• [ASSIGNMENT]: Where the string "window" appears in a line of the material below, copy that line.

** DATA SHOWN follows **

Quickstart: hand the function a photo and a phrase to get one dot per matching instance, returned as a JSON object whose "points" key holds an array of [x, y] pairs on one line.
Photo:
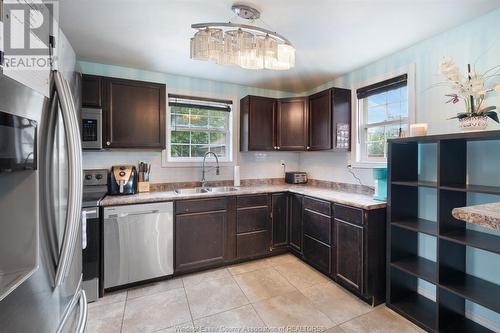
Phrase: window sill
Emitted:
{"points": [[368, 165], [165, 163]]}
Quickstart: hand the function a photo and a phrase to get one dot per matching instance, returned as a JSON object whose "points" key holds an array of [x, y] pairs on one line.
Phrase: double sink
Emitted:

** End of DATA SHOWN **
** DATA SHOWN follows **

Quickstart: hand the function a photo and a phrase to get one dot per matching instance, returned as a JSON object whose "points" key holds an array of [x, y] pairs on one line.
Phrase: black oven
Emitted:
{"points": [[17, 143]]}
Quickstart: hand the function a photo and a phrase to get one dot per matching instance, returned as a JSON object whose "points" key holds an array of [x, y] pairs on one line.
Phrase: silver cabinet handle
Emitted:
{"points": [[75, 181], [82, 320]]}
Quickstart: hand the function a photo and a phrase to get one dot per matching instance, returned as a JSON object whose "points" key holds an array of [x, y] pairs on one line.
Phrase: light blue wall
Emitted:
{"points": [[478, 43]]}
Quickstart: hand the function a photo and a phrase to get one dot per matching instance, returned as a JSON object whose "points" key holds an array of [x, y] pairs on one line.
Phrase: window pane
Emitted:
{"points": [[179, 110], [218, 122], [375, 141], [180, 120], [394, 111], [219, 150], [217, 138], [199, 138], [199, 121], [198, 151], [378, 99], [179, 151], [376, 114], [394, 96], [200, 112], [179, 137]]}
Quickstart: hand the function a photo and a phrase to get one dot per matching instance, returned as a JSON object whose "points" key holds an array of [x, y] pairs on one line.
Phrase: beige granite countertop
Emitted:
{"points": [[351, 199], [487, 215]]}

** End of DATA SHOWN **

• [SOLUTION TO THE EXERCISE]:
Phrase: window sill
Phrase: window pane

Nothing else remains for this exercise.